____ ENTRIES SHOWN

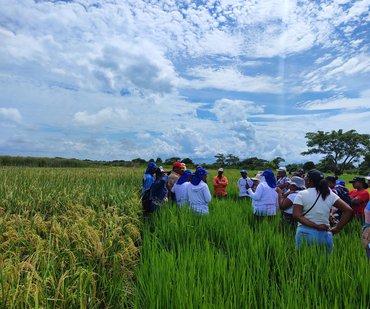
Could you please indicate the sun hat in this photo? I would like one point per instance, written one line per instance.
(297, 181)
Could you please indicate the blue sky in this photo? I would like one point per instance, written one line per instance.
(110, 80)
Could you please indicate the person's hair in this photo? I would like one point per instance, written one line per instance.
(158, 172)
(319, 182)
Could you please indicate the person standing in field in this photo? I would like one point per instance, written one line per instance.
(158, 191)
(220, 183)
(365, 237)
(359, 197)
(198, 192)
(148, 177)
(265, 198)
(311, 209)
(286, 199)
(180, 188)
(177, 170)
(282, 179)
(243, 180)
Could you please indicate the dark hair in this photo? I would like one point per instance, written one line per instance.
(331, 178)
(319, 182)
(158, 172)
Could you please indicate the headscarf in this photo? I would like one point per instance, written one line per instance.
(198, 176)
(150, 165)
(184, 177)
(269, 178)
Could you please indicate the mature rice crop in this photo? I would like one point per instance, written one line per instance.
(68, 237)
(228, 260)
(72, 238)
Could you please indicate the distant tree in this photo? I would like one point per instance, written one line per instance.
(275, 163)
(309, 165)
(326, 165)
(138, 161)
(220, 159)
(187, 161)
(232, 160)
(364, 167)
(254, 163)
(339, 148)
(170, 161)
(291, 168)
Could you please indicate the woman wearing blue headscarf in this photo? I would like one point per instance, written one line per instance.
(180, 188)
(198, 192)
(148, 177)
(265, 198)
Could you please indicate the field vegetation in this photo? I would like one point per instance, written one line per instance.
(68, 237)
(75, 238)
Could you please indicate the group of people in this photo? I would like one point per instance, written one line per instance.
(316, 206)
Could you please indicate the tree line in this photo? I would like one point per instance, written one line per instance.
(340, 150)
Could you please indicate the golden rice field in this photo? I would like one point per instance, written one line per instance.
(75, 238)
(68, 237)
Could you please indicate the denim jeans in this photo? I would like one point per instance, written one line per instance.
(310, 236)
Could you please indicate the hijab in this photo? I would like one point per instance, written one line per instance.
(269, 178)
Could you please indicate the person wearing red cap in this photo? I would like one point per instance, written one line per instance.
(177, 170)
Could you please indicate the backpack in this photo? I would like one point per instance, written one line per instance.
(343, 194)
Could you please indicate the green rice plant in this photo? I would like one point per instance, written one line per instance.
(68, 237)
(227, 259)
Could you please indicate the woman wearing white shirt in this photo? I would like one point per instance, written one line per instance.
(180, 188)
(265, 198)
(311, 209)
(286, 200)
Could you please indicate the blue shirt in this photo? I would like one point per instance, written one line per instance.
(148, 179)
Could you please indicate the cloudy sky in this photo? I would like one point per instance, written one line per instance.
(121, 79)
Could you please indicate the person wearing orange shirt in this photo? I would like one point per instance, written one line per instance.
(220, 183)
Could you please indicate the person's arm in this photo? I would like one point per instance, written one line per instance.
(207, 194)
(298, 216)
(255, 195)
(224, 182)
(284, 203)
(357, 202)
(346, 215)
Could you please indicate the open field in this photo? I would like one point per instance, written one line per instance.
(68, 237)
(75, 238)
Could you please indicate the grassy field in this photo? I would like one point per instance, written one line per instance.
(228, 260)
(68, 237)
(75, 238)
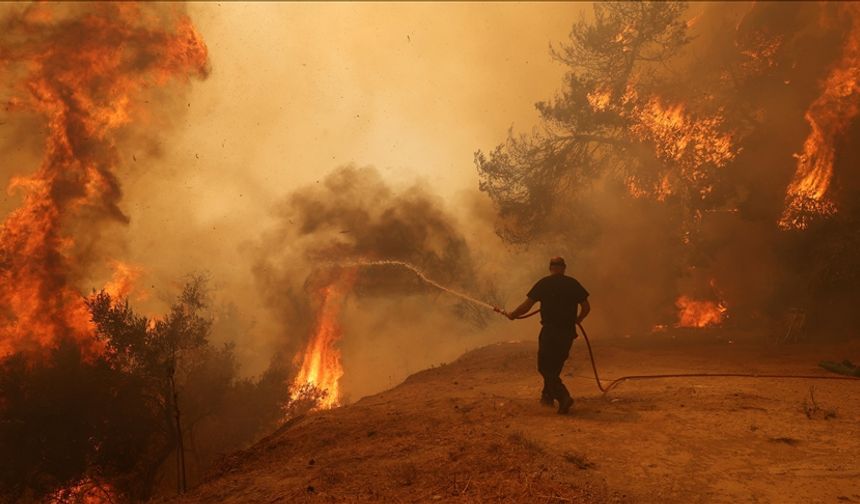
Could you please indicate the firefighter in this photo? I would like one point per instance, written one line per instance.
(560, 298)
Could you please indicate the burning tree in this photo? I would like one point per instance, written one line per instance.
(701, 149)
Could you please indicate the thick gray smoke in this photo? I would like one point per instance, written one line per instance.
(393, 322)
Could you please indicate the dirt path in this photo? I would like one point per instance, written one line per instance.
(473, 431)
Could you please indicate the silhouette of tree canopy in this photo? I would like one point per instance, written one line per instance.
(586, 128)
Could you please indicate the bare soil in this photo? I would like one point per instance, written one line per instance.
(474, 431)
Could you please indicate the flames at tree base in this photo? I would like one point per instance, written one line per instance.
(321, 365)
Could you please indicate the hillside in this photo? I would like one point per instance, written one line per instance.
(473, 431)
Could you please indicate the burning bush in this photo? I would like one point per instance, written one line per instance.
(729, 130)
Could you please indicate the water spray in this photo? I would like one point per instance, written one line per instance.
(612, 384)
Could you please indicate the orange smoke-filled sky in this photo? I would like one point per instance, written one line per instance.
(296, 90)
(413, 89)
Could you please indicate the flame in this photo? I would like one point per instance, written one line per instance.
(86, 491)
(321, 365)
(828, 116)
(680, 137)
(599, 99)
(699, 313)
(83, 75)
(124, 277)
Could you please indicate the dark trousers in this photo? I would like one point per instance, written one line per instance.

________

Apart from the pictures, the entries above are to be repeated in full and exactly.

OUTPUT OF THE TASK —
Could you please indicate the sun hat in this photo? I would like one point per instance, written one line per instance.
(297, 181)
Could you please indicate the blue sky in this photo? I would like one point per instance, written one line per instance.
(110, 80)
Could you please indicate the person's hair in this photo? I would like one point per instance, written one line per instance.
(158, 172)
(319, 182)
Could you please indicate the person standing in field in this photo? I would like one point per instance, written one line per instance.
(158, 191)
(220, 183)
(365, 237)
(359, 197)
(198, 192)
(148, 177)
(265, 198)
(311, 209)
(286, 199)
(180, 188)
(177, 170)
(282, 179)
(243, 180)
Could you please indicate the dark hair in this photo? I would like one point per instance, written one line per instance.
(331, 178)
(319, 182)
(158, 172)
Could you please indicate the headscarf in this photo? I would like one point per instance, written one line per instance.
(198, 176)
(150, 165)
(184, 177)
(269, 178)
Could you please indicate the mature rice crop in this photo? I would like one point per instance, written one line per instance.
(68, 237)
(228, 260)
(72, 238)
Could you please indicate the distant tree in this photo? I would like one point per instance, written one line per instance.
(275, 163)
(309, 165)
(326, 165)
(138, 161)
(220, 159)
(187, 161)
(232, 160)
(364, 167)
(254, 163)
(339, 148)
(170, 161)
(291, 168)
Could you please indicate the woman wearing blue headscarf in this photo? I would like one point per instance, written one line per instance.
(180, 188)
(198, 192)
(148, 177)
(265, 198)
Could you please indicate the field vegetation in this photo? I would like one point per instance, written one line per instance.
(68, 237)
(75, 238)
Could you please indicate the group of people in this photo? I would like one point per instance, written one line per instance.
(316, 206)
Could you please indicate the tree line in this photo? I would like one point per instance, written one line per instance.
(340, 150)
Could you please indicate the golden rice field in this photo? I would like one point per instance, written one line per instance.
(75, 238)
(68, 237)
Could you please indicate the denim jeans in this photo? I would like one point per instance, written one line per instance.
(310, 236)
Could you please indicate the hijab in this photo? I would like one point per instance, written one line per instance.
(269, 178)
Could you please indicate the person wearing red cap in this photo? I would like one point per instance, written one line per instance.
(177, 170)
Could you please indicate the backpack in this photo? I would like one point per instance, written one line per instance.
(343, 194)
Could you please indicate the green rice plant in this photo? I would like one point per instance, written one line per instance.
(68, 237)
(227, 259)
Could you please indicate the woman wearing white shirt in this photo? I would like one point per instance, written one line per instance.
(180, 188)
(265, 198)
(311, 209)
(286, 200)
Could you please indicate the blue shirt in this photo? I would like one point per instance, written one line per instance.
(148, 179)
Could you please indicate the cloudy sky in this photo? I would like one point per instance, written one line per instance.
(121, 79)
Could you please indicate the person wearing orange shirt in this photo? I would like one point per instance, written one line per instance.
(220, 183)
Could you please indicate the person's arm in this photo? I would like one point per instance, written one line per instance.
(207, 194)
(298, 216)
(255, 195)
(224, 182)
(284, 203)
(357, 202)
(346, 215)
Could you please indicate the open field in this photo? I would like one point per instance, written one line per instance.
(68, 237)
(75, 238)
Could you please indicate the grassy field in this photo? I would like one point per instance, written one line per instance.
(228, 260)
(68, 237)
(75, 238)
Could you please indicate the firefighter in this photo? I would like one point per instance, written one line per instance.
(560, 298)
Could you please indicate the burning tree in this photo? I would like one point per instance, written one line per instance.
(701, 149)
Could you please indicate the thick gray smoke in this photo? I would like one point per instance, written one line per instance.
(393, 322)
Could you please indicate the dirt path in this photo? I would like one point per instance, written one line per instance.
(473, 431)
Could you please indicate the silhouette of tree canopy in this photo? I would like one point per instance, written one line per instance.
(586, 128)
Could you please indicate the bare soil in this photo? I would like one point per instance, written one line per instance.
(474, 431)
Could you please indicate the flames at tree base in this photo? I would like one point per instance, written one line per instance.
(321, 365)
Could you please indicate the hillside in this photo? I would like one point per instance, written one line per instance.
(473, 431)
Could you please indicate the burning bush in this photo? I would like one point per instance, written one line per instance.
(729, 130)
Could you please indicate the water spray in this photo? I would like one point per instance, written one line per instance.
(612, 384)
Could you please indicate the orange smoke-filled sky in this photo? I would like one point per instance, written one line per instance.
(296, 90)
(413, 89)
Could you please indicate the flame in this photo? I would like one point per instance, written one line per instance.
(86, 491)
(321, 365)
(828, 116)
(680, 137)
(599, 99)
(699, 313)
(83, 75)
(124, 277)
Could you please indicate the dark trousers in this photo? I would like one point per instance, written one line per instance.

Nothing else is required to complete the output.